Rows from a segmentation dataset
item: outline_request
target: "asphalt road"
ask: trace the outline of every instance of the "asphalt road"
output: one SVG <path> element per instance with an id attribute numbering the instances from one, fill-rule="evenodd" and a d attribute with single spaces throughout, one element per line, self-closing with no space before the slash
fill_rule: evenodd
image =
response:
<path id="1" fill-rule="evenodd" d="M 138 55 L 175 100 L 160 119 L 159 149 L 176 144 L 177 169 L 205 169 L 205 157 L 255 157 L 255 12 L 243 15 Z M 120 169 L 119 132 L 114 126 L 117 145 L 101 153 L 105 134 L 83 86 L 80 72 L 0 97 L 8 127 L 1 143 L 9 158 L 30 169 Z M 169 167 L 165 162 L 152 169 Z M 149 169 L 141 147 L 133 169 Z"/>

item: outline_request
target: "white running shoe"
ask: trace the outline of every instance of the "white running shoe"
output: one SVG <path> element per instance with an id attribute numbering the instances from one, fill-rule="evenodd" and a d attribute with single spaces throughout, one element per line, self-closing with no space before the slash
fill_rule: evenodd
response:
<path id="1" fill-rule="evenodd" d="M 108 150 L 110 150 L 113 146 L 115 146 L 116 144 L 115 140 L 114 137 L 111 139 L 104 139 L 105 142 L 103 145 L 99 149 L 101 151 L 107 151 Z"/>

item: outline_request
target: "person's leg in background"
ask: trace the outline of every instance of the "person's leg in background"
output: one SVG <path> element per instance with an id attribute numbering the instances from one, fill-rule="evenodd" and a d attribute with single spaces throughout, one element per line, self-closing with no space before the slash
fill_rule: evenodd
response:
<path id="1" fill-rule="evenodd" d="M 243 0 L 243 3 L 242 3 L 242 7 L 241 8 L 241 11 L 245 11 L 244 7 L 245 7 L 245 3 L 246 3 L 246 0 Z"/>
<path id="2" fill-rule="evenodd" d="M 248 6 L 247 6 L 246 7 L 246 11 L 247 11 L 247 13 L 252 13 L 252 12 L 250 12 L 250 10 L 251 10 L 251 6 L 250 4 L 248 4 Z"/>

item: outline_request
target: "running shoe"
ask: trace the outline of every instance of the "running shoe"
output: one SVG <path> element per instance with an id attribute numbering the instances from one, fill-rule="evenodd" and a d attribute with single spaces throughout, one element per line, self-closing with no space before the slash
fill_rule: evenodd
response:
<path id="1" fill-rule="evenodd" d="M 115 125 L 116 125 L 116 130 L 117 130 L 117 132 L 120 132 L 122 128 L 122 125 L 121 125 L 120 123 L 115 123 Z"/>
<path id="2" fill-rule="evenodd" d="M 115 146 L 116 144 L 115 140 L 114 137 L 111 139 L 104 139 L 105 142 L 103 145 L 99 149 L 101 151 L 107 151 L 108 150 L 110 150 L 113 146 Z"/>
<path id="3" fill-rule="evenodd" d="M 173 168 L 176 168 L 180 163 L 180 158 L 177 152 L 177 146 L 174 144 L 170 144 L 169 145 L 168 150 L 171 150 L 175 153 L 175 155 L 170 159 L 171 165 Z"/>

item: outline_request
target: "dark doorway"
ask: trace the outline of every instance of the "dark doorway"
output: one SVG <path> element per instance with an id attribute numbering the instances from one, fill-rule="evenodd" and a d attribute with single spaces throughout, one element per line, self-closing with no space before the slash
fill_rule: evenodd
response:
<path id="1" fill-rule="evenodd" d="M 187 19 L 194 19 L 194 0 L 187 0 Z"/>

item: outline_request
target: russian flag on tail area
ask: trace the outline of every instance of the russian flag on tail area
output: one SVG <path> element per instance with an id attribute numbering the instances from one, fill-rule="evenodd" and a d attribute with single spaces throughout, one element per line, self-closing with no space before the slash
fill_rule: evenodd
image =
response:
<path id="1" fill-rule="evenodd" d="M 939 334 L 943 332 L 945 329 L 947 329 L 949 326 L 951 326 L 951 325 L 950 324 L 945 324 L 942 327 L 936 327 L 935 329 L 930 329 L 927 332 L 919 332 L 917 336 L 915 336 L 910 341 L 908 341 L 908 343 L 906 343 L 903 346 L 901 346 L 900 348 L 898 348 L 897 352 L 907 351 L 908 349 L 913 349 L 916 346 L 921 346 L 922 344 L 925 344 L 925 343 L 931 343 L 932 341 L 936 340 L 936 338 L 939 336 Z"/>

• [STATED TASK] Please rewrite all of the rows above as a JSON list of strings, with one string for each line and blank lines left out.

• [COMPLETED TASK]
[
  "item: outline_request",
  "target: \"asphalt road\"",
  "ask: trace the outline of every instance of the \"asphalt road\"",
  "output: one SVG <path> element per instance with an id attribute numbering the instances from one, fill-rule=\"evenodd\" and a d attribute with single spaces throughout, one element per line, self-closing with no space before the slash",
  "fill_rule: evenodd",
  "image =",
  "response:",
  "<path id=\"1\" fill-rule=\"evenodd\" d=\"M 138 55 L 175 100 L 160 119 L 159 149 L 176 144 L 177 169 L 205 169 L 205 157 L 255 157 L 255 12 L 243 15 Z M 120 169 L 119 132 L 114 126 L 117 145 L 101 153 L 105 134 L 83 86 L 80 72 L 0 97 L 8 127 L 1 143 L 9 158 L 30 169 Z M 169 167 L 165 162 L 152 169 Z M 149 169 L 141 147 L 133 169 Z\"/>",
  "item: outline_request",
  "target: \"white running shoe\"",
  "ask: trace the outline of every instance of the \"white running shoe\"",
  "output: one SVG <path> element per instance with an id attribute numbering the instances from one, fill-rule=\"evenodd\" and a d attribute with single spaces throughout, one element per line, self-closing with no space before the slash",
  "fill_rule: evenodd",
  "response:",
  "<path id=\"1\" fill-rule=\"evenodd\" d=\"M 108 150 L 110 150 L 113 146 L 115 146 L 116 144 L 115 140 L 114 137 L 111 139 L 104 139 L 105 142 L 103 145 L 99 149 L 101 151 L 107 151 Z\"/>",
  "item: outline_request",
  "target: \"person's leg in background\"",
  "ask: trace the outline of every instance of the \"person's leg in background\"",
  "output: one SVG <path> element per instance with an id attribute numbering the instances from one, fill-rule=\"evenodd\" and a d attribute with single spaces throughout, one element per line, self-closing with no space before the slash",
  "fill_rule: evenodd",
  "response:",
  "<path id=\"1\" fill-rule=\"evenodd\" d=\"M 243 0 L 243 3 L 242 3 L 242 7 L 241 8 L 241 11 L 245 11 L 244 7 L 245 7 L 245 3 L 246 3 L 246 0 Z\"/>",
  "<path id=\"2\" fill-rule=\"evenodd\" d=\"M 248 6 L 247 6 L 246 7 L 246 11 L 247 11 L 247 13 L 252 13 L 252 12 L 250 12 L 250 10 L 251 10 L 251 6 L 250 4 L 248 4 Z\"/>",
  "item: outline_request",
  "target: \"running shoe\"",
  "ask: trace the outline of every instance of the \"running shoe\"",
  "output: one SVG <path> element per instance with an id attribute numbering the instances from one, fill-rule=\"evenodd\" and a d attribute with single spaces throughout, one element per line, self-closing with no space before the slash",
  "fill_rule: evenodd",
  "response:",
  "<path id=\"1\" fill-rule=\"evenodd\" d=\"M 115 125 L 116 125 L 116 130 L 117 130 L 117 132 L 120 132 L 122 128 L 122 125 L 121 125 L 120 123 L 115 123 Z\"/>",
  "<path id=\"2\" fill-rule=\"evenodd\" d=\"M 115 146 L 116 144 L 115 140 L 114 137 L 111 139 L 104 139 L 105 142 L 103 145 L 99 149 L 101 151 L 107 151 L 108 150 L 110 150 L 113 146 Z\"/>",
  "<path id=\"3\" fill-rule=\"evenodd\" d=\"M 173 168 L 176 168 L 180 163 L 180 158 L 177 152 L 177 146 L 174 144 L 170 144 L 169 145 L 168 150 L 171 150 L 175 153 L 175 155 L 170 159 L 171 165 Z\"/>",
  "item: outline_request",
  "target: \"dark doorway\"",
  "ask: trace the outline of every instance of the \"dark doorway\"",
  "output: one SVG <path> element per instance with an id attribute numbering the instances from one, fill-rule=\"evenodd\" and a d attribute with single spaces throughout, one element per line, self-closing with no space before the slash",
  "fill_rule: evenodd",
  "response:",
  "<path id=\"1\" fill-rule=\"evenodd\" d=\"M 187 19 L 194 19 L 194 0 L 187 0 Z\"/>",
  "item: outline_request",
  "target: russian flag on tail area",
  "ask: trace the outline of every instance of the russian flag on tail area",
  "output: one SVG <path> element per instance with an id attribute numbering the instances from one, fill-rule=\"evenodd\" and a d attribute with single spaces throughout, one element per line, self-closing with no space before the slash",
  "fill_rule: evenodd",
  "image =",
  "response:",
  "<path id=\"1\" fill-rule=\"evenodd\" d=\"M 939 334 L 943 332 L 945 329 L 947 329 L 949 326 L 951 326 L 951 325 L 950 324 L 945 324 L 942 327 L 936 327 L 935 329 L 930 329 L 927 332 L 919 332 L 917 336 L 915 336 L 910 341 L 908 341 L 908 343 L 906 343 L 903 346 L 901 346 L 900 348 L 898 348 L 897 352 L 907 351 L 908 349 L 913 349 L 916 346 L 921 346 L 922 344 L 925 344 L 925 343 L 931 343 L 932 341 L 936 340 L 936 338 L 939 336 Z\"/>"
]